▶ **SELECTION**
This makes sense to me.  Just so everyone's on the same page:

CVE-2010-3859 (kernel heap overflow in TIPC) and CVE-2010-4160 (kernel
panic and potentially heap corruption in L2TP) are both fixed by
improved sanity checking on iovec input and new limits on network I/O
size.

The above mentioned issue in Econet (kernel panic due to integer
overflow in sk_buff allocation size on native Econet hardware) is no
longer an issue due to the previously mentioned fixes.  This has not
received a CVE, nor do I necessarily think it needs one.

There are likely other protocols that had issues resolved by these
fixes.  I can dig some up if necessary, but I don't really see the
point.

▶ **WRITTEN TASK A**
In the kernel security note, which two CVEs are fixed by improved sanity checking on iovec input and new limits on network I/O size?

▶ **TASK INPUT**
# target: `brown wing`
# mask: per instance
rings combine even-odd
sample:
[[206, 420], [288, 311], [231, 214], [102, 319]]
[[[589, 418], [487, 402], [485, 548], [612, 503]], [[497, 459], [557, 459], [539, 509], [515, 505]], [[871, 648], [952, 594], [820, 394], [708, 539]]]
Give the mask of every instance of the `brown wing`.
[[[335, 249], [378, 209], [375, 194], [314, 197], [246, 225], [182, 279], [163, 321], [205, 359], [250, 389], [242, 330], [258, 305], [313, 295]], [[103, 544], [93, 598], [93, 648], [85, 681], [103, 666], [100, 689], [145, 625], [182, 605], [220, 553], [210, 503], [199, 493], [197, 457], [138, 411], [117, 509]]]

▶ **WRITTEN TASK B**
Copy the records verbatim, beginning with their first line and stopping after the line that contains "Give the mask".

▶ **CORRECT ANSWER A**
CVE-2010-3859 and CVE-2010-4160.

▶ **CORRECT ANSWER B**
# target: `brown wing`
# mask: per instance
rings combine even-odd
sample:
[[206, 420], [288, 311], [231, 214], [102, 319]]
[[[589, 418], [487, 402], [485, 548], [612, 503]], [[497, 459], [557, 459], [539, 509], [515, 505]], [[871, 648], [952, 594], [820, 394], [708, 539]]]
Give the mask of every instance of the `brown wing`.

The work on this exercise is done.